Not a SQL Workflow Node: SQL workflow nodes generally represent the key steps in your data transformation pipeline, such as creating tables, views, or executing complex SQL queries. Declarations don't fit into this category because they don't actively transform or manipulate data; they simply declare the presence of external datasets.
So, when you declare a dataset in Dataform, it counts towards your total number of actions but does not add to your count of SQL workflow nodes. This distinction is important for understanding how your project will be compiled and executed within Dataform's limits and constraints.
Thanks for your reply , we have more than 500 tables (declaration) as input for our dataform pipeline, how can I optimise these declarations to avoid compilation issues
we don't want to split our repository..
Thank you
Managing a large number of table declarations (over 500 in your case) in Dataform without splitting the repository can be challenging, but there are strategies you can employ to optimize these declarations and avoid compilation issues:
Group Declarations: If possible, group similar table declarations together. This can be done by creating a generic declaration template and then passing different parameters (like table names, schemas, etc.) to it. This approach can reduce the overall number of individual declaration actions.
Use Wildcard Declarations: If your data warehouse supports it, and if your tables follow a consistent naming pattern, you might be able to use wildcard declarations. This allows you to declare multiple tables with a single action by specifying a pattern rather than individual table names.
Optimize SQLX Files: If you have multiple declarations in separate SQLX files, consider consolidating them into fewer files. While this doesn't reduce the total number of declarations, it can sometimes help with organization and reduce the overhead of managing many separate files.
Leverage Incremental Models: For tables that are frequently updated, consider using incremental models. This approach allows Dataform to process only the new or changed data, which can significantly reduce the compilation and execution load.
Review and Clean Up Unused Declarations: Over time, some tables might become obsolete or unused. Regularly review your declarations and remove any that are no longer needed. This not only reduces the number of actions but also declutters your project.
Use Environment-Specific Configurations: If some tables are only relevant in certain environments (like development, staging, or production), use environment-specific configurations to declare them only in the relevant environments. This can reduce the load during compilation in each environment.
Monitor and Optimize Performance: Regularly monitor the performance of your Dataform project. Look for bottlenecks or inefficiencies in the compilation process and address them promptly.
Hello,
Could you answer some questions for me, please?
How many workspaces can we have per repository?
If I have an application with multiple services, can I have one app repository and one workspace per service?
I would also like to know the best practices for crossing data between different workspaces and also between different repositories.
Thank you so much!

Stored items
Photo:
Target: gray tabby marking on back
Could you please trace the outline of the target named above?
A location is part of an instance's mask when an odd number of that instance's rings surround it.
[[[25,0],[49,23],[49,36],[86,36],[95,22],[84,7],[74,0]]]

__Work to complete__:
a – Decide whether each statement agrees with the Dataform thread. Answer yes or no for each, quoting the deciding words of the thread.
(i) A declared dataset counts toward the total number of actions but not toward the count of SQL workflow nodes.
(ii) Consolidating declarations into fewer SQLX files lowers the total number of declarations.
(iii) Wildcard declarations can be used whether or not the tables share a naming pattern.
b – Repeat the stretch of the Dataform thread from "Monitor and Optimize" through "workspace per service?".
c – Answer these questions from the Dataform thread.
(i) How many tables does the pipeline take as input, according to the reply?
(ii) With incremental models, what data does Dataform process?
(iii) Which environments are given as examples for environment-specific configurations?

__Exercise responses__:
a –
(i) Yes: "it counts towards your total number of actions but does not add to your count of SQL workflow nodes"
(ii) No: "While this doesn't reduce the total number of declarations"
(iii) No: "if your tables follow a consistent naming pattern"

b –
Monitor and Optimize Performance: Regularly monitor the performance of your Dataform project. Look for bottlenecks or inefficiencies in the compilation process and address them promptly.
Hello,
Could you answer some questions for me, please?
How many workspaces can we have per repository?
If I have an application with multiple services, can I have one app repository and one workspace per service?

c –
(i) More than 500 tables, declared as input.
(ii) Only the new or changed data.
(iii) Development, staging, and production.